WHAT IS REQUIRED :: Please render only the lines below from the one containing "Q. Point to the dead" up to and including the one containing "pixel 463 49", as a JSON list of strings with one string per line. Leave out any blank lines.

RECORDED DATA ::
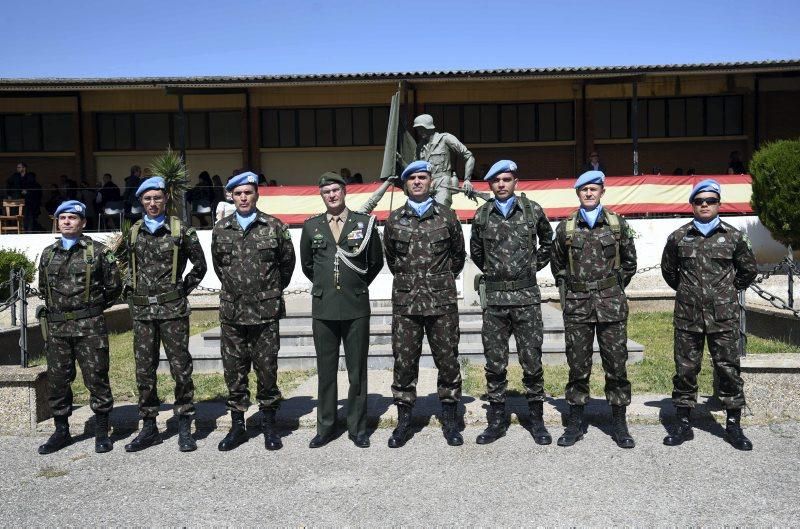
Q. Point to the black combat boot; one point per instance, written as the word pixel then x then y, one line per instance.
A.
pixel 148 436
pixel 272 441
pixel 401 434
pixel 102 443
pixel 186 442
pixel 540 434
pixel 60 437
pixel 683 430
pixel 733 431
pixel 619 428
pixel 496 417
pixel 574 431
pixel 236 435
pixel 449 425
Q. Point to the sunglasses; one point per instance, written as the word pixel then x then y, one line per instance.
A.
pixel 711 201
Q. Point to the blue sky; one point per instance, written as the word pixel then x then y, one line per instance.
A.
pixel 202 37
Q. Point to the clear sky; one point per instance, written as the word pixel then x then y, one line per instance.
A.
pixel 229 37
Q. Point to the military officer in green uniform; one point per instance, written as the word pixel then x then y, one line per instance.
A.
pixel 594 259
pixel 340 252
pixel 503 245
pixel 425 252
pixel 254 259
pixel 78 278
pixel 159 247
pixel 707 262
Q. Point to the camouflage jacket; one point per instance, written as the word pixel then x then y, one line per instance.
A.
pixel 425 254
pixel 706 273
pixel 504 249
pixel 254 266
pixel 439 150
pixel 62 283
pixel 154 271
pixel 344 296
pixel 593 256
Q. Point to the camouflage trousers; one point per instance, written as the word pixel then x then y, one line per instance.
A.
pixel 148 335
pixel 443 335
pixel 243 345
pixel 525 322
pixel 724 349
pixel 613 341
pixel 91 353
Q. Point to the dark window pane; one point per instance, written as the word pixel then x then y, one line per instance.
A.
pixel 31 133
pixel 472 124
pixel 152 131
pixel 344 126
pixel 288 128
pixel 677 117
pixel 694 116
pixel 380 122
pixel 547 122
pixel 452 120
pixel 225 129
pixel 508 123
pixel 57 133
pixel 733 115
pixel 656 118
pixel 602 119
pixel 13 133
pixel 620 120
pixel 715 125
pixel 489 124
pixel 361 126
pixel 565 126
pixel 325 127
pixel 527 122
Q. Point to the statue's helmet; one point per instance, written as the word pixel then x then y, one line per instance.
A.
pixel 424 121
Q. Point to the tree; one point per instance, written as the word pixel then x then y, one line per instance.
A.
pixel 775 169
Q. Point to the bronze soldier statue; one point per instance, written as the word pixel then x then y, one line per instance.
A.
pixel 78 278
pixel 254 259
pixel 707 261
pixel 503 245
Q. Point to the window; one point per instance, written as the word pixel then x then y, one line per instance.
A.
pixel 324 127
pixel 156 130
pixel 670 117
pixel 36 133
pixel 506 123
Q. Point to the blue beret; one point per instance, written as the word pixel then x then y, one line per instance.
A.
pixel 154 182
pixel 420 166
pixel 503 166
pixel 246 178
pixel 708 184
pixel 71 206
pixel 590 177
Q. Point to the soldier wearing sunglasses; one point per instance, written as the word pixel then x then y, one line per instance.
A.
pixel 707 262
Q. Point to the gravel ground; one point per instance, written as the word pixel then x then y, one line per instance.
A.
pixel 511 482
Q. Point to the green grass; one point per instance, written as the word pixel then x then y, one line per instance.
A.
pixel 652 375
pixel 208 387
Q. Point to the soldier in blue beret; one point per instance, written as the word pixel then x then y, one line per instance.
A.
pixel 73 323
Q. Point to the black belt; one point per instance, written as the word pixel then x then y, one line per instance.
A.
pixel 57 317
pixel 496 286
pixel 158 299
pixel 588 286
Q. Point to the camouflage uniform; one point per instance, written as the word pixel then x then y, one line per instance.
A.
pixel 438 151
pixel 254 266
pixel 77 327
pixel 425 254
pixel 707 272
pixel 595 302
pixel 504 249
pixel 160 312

* * *

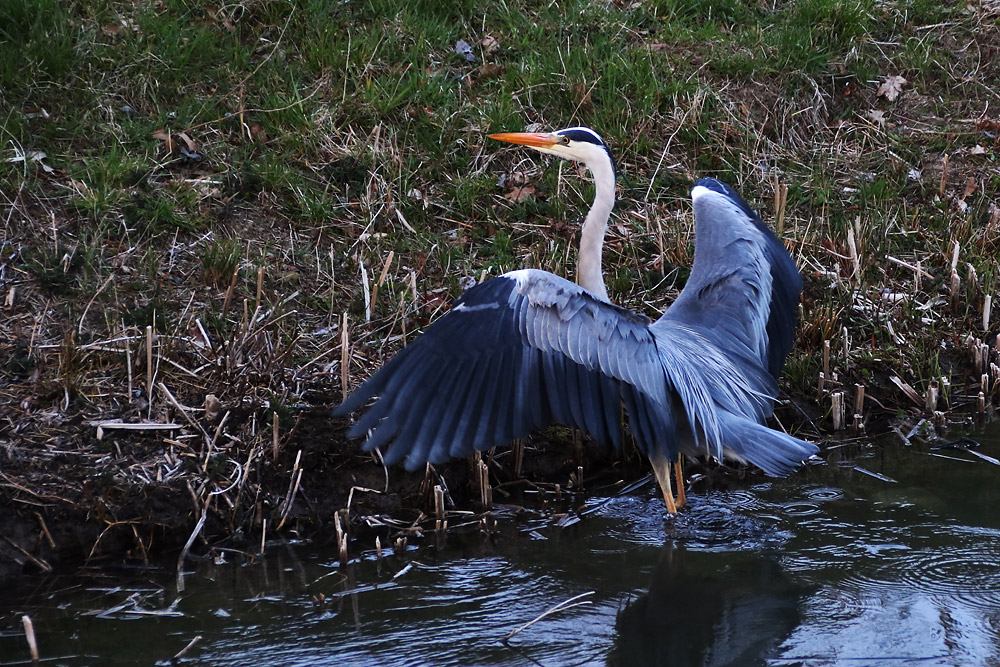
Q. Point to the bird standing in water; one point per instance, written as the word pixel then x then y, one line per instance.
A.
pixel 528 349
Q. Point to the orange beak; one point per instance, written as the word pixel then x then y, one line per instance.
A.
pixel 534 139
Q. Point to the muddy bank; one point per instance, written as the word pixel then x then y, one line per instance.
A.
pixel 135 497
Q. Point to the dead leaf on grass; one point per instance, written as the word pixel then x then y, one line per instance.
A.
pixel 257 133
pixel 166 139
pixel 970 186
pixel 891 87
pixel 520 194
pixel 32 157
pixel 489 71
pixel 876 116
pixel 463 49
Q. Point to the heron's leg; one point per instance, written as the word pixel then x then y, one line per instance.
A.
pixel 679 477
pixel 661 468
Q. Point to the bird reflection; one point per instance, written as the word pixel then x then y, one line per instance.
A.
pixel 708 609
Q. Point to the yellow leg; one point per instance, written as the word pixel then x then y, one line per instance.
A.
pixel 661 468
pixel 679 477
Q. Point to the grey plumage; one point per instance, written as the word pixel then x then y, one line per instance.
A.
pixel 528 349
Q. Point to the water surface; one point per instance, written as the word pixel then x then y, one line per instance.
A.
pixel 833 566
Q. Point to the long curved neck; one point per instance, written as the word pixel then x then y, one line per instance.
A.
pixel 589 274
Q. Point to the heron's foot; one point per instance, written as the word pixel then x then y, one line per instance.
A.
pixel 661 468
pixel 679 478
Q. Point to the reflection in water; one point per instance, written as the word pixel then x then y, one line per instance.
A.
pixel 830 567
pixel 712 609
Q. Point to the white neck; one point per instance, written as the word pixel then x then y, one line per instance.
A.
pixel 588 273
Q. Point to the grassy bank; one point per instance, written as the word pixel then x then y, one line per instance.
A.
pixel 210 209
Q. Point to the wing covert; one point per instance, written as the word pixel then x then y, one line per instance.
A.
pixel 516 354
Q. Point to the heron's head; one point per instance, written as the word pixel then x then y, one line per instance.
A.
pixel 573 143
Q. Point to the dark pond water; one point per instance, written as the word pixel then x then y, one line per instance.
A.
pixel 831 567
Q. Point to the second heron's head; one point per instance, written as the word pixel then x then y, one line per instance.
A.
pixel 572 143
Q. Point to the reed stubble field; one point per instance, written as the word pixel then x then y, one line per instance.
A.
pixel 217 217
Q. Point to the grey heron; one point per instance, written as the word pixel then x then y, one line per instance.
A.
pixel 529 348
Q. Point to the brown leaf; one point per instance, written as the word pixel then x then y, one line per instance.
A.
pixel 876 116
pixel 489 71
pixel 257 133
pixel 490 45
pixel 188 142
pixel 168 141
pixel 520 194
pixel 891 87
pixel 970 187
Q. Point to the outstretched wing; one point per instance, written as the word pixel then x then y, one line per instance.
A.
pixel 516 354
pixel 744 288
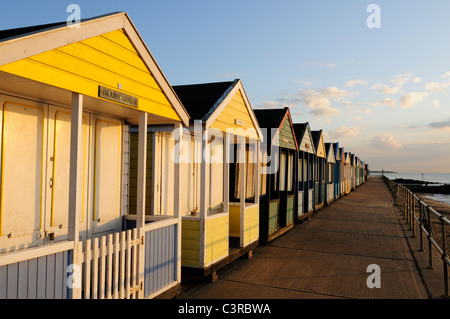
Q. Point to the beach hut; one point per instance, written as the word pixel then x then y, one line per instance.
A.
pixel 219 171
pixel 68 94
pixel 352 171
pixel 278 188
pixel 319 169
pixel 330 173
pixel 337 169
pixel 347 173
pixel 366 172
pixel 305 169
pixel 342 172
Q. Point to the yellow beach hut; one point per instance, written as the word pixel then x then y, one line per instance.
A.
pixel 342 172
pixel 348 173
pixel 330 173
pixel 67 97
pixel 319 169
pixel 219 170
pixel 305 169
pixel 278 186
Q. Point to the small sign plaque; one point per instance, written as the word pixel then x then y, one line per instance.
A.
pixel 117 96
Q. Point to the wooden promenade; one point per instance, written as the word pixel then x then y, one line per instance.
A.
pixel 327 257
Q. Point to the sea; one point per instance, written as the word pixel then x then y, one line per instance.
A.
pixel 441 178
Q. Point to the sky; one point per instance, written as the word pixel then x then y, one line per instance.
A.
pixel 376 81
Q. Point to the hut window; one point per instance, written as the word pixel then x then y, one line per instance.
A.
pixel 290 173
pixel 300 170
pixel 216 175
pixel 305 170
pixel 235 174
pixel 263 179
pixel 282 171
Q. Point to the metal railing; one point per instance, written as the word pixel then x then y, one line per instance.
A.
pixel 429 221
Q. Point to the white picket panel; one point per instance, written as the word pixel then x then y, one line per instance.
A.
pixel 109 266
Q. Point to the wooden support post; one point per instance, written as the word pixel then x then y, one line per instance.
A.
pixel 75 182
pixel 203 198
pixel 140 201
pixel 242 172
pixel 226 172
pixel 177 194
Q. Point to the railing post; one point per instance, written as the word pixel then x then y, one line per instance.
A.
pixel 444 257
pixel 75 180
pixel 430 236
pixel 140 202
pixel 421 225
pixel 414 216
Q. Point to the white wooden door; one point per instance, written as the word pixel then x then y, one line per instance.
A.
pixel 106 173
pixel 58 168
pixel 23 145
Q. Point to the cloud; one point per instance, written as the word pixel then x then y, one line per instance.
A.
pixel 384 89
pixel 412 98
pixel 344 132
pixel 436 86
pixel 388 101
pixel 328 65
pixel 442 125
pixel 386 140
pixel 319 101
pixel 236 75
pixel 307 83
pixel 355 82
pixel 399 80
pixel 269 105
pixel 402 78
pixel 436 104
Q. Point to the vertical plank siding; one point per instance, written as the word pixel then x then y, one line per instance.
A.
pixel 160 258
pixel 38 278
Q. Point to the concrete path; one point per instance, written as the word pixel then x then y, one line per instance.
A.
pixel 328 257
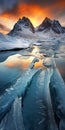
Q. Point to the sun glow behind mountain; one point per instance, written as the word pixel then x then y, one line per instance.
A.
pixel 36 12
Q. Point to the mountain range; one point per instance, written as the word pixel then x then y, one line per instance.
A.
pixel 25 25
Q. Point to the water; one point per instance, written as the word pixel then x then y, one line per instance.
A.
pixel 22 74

--

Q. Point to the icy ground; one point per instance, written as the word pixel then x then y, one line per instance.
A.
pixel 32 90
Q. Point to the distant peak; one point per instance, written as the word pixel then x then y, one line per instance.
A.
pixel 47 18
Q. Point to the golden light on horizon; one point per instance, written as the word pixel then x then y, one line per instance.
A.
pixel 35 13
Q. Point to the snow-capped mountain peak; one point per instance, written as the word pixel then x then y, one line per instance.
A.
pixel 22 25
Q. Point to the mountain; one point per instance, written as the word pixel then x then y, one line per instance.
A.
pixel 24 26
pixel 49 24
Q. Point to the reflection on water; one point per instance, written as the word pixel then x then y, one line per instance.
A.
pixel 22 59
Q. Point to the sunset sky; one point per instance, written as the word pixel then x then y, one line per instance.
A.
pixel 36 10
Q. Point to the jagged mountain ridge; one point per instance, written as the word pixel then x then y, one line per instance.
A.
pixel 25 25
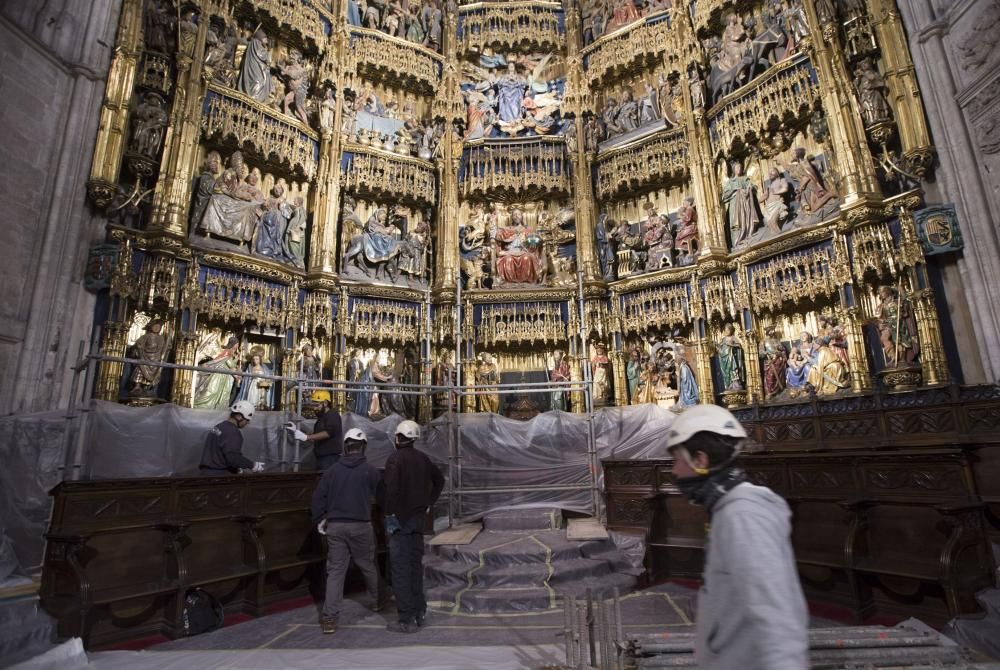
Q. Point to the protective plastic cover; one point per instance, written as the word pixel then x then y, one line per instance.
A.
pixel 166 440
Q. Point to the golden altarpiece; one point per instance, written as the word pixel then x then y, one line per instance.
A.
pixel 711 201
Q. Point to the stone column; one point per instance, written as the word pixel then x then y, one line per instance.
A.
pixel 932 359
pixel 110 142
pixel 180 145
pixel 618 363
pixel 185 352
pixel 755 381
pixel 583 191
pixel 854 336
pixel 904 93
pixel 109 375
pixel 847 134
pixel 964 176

TASK SOLUTION ::
[
  "Q. Point to the dead leaf on grass; one point per instance, written as the word pixel then x then y, one line per instance.",
  "A.",
  "pixel 257 133",
  "pixel 166 139",
  "pixel 970 186",
  "pixel 891 87",
  "pixel 520 194",
  "pixel 32 157",
  "pixel 489 71",
  "pixel 876 116",
  "pixel 463 49"
]